-- begin EXTRACTED TEXT --

Unix Technical Forum

Count unique data in column

This is a discussion on Count unique data in column within the MySQL forums, part of the Database Server Software category; --> Hi, I have an optimization question. Is there a way to count instances of each unique entry in a ...


Go Back   Unix Technical Forum > Database Server Software > MySQL

FAQ Members List Calendar Search Today's Posts Mark Forums Read
  #1 (permalink)  
Old 02-28-2008, 08:44 AM
kev
 
Posts: n/a
Default Count unique data in column

Hi,

I have an optimization question. Is there a way to count instances of
each unique entry in a column (not unique entries)? Let me explain
using the column count.

count
3
3
4
5
2
3
2

Question:
Is there a way to return an associative array of total instances of
unique entries?
Desired Result: {2}->2, {3}->3, {4}->1, {5}->1

The current script requests all data (SELECT *) and sorts them in a
script. I want to offset the count to the SQL server (good idea?).

Kev

Digg this Post!Add Post to del.icio.usBookmark Post in TechnoratiFurl this Post!
Reply With Quote
  #2 (permalink)  
Old 02-28-2008, 08:44 AM
Bill Karwin
 
Posts: n/a
Default Re: Count unique data in column

kev wrote:
> Is there a way to return an associative array of total instances of
> unique entries?
> Desired Result: {2}->2, {3}->3, {4}->1, {5}->1


SELECT `count`, COUNT(`count`) FROM tablename GROUP BY `count`

This is made a little bit confusing by the fact that your column is
named `count`.

Regards,
Bill K.
Digg this Post!Add Post to del.icio.usBookmark Post in TechnoratiFurl this Post!
Reply With Quote
  #3 (permalink)  
Old 02-28-2008, 08:44 AM
kev
 
Posts: n/a
Default Re: Count unique data in column

Bill Karwin wrote:
> kev wrote:
> > Is there a way to return an associative array of total instances of
> > unique entries?
> > Desired Result: {2}->2, {3}->3, {4}->1, {5}->1

>
> SELECT `count`, COUNT(`count`) FROM tablename GROUP BY `count`
>
> This is made a little bit confusing by the fact that your column is
> named `count`.

-- end EXTRACTED TEXT --
-- begin ROWS --

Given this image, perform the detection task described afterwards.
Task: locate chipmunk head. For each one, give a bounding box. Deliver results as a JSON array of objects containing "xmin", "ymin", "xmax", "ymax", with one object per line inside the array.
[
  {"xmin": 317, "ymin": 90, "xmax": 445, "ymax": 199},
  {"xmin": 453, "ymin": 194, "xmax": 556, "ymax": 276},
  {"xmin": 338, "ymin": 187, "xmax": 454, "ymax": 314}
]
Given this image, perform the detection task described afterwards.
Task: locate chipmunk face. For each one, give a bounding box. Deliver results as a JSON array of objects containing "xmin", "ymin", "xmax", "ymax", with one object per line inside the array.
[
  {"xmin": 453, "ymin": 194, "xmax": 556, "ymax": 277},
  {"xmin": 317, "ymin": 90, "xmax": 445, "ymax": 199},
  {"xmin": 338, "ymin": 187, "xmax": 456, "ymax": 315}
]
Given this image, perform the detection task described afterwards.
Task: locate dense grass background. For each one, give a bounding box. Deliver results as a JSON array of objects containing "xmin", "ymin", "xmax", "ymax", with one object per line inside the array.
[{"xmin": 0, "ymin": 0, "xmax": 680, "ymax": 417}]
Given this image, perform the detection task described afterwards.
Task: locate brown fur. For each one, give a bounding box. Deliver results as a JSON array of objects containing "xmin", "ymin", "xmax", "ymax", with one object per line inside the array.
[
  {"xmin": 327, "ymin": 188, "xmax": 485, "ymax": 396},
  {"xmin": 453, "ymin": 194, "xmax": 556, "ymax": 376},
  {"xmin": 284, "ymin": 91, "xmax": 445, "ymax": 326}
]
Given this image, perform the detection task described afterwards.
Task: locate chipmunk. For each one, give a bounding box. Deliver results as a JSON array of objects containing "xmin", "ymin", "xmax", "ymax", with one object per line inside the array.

-- end ROWS --
-- begin ROWS --

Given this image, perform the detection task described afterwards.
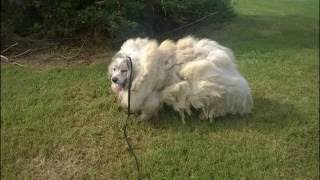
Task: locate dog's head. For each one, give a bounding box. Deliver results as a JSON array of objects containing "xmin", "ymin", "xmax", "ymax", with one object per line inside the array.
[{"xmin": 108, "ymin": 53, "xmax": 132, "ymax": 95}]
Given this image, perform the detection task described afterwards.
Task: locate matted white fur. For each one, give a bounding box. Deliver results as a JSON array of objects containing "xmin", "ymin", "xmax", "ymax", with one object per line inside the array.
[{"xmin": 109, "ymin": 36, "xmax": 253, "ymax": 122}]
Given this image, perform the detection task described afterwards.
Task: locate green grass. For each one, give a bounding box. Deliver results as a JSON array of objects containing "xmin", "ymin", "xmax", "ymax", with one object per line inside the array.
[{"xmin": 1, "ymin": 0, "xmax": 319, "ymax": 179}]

-- end ROWS --
-- begin ROWS --

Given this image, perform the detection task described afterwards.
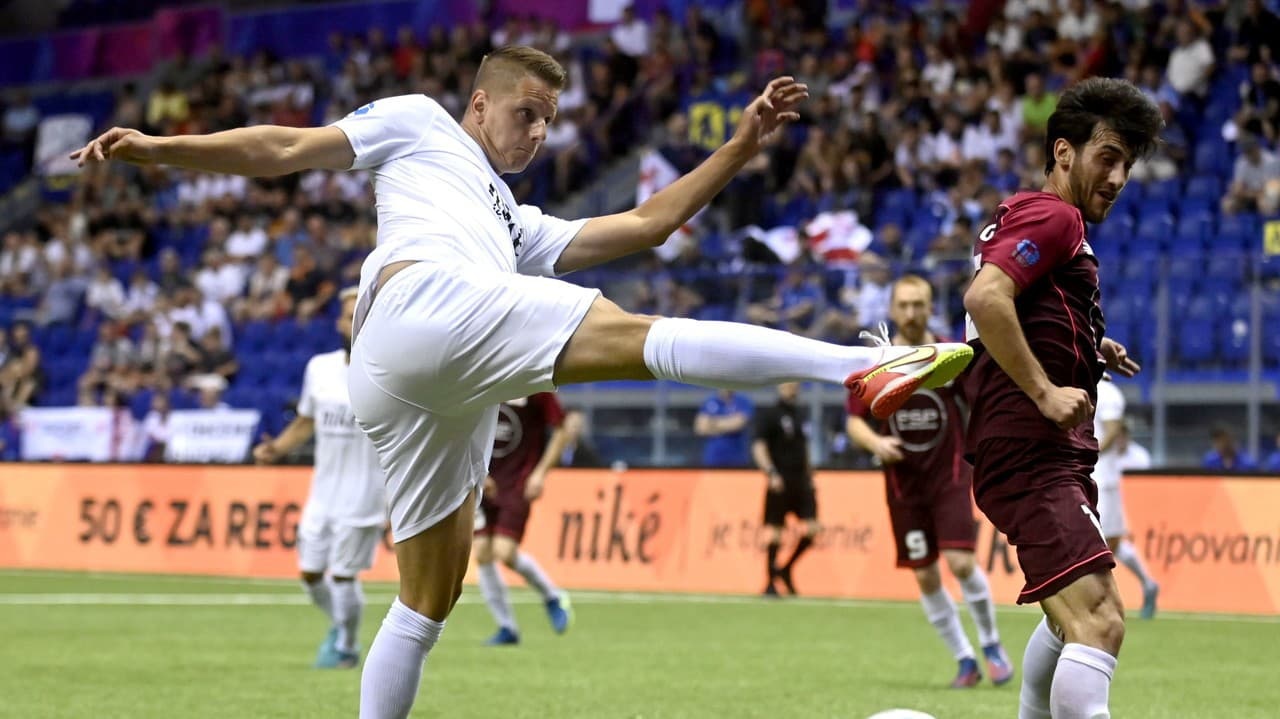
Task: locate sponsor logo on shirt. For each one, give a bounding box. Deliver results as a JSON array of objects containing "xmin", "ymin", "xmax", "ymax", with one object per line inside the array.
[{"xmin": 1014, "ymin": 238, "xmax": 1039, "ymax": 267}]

-- end ROWS --

**REQUIRED TASKS:**
1. Answer the following from the MySQL forum thread:
(a) How does kev's current script obtain and process the data?
(b) What SQL statement does Bill Karwin propose?
(c) According to Bill Karwin, what makes the statement a little confusing?
2. Continue the MySQL forum thread from its last quoted line.

**RESULTS FOR EACH TASK:**
1.
(a) It requests all data with SELECT * and sorts the data in a script.
(b) SELECT `count`, COUNT(`count`) FROM tablename GROUP BY `count`
(c) The column is named `count`.

2.
>
> Regards,
> Bill K.


Query Result:

2 - 2
3 - 3
4 - 1
5 - 1

Simple! Thanks Bill.

Digg this Post!Add Post to del.icio.usBookmark Post in TechnoratiFurl this Post!
Reply With Quote
  #4 (permalink)  
Old 02-28-2008, 08:44 AM
kev
 
Posts: n/a
Default Re: Count unique data in column

I have a concern about my request on top of that since we are on the
topic of optimization.

What is a good way to approach SQL queries?

Should I connect to the server on every query? (looks like a bad idea
because you will increase server bandwidth assuming not localhost)

Example:
Start session

On every query: Connect => Query => Disconnect

End session

Should I use pconnect (OR connect and save connection handler) and
disconnect after the session has ended? How does the server handle the
event when users are on a pconnect and the browser is closed? (would
pconnect disconnect once session is over?) I do not want to leave
multiple connections open to timeout.

Example:
Start session => Connect

On every query: Query

End session = Disconnect

Feedback would be great. Just want to establish a standard. I am
currently using the first method but I am wondering if it should worry
about scalability. Thanks in advance

Kev

Digg this Post!Add Post to del.icio.usBookmark Post in TechnoratiFurl this Post!
Reply With Quote
  #5 (permalink)  
Old 02-28-2008, 08:44 AM
Bill Karwin
 
Posts: n/a
Default Re: Count unique data in column

kev wrote:
> Should I connect to the server on every query?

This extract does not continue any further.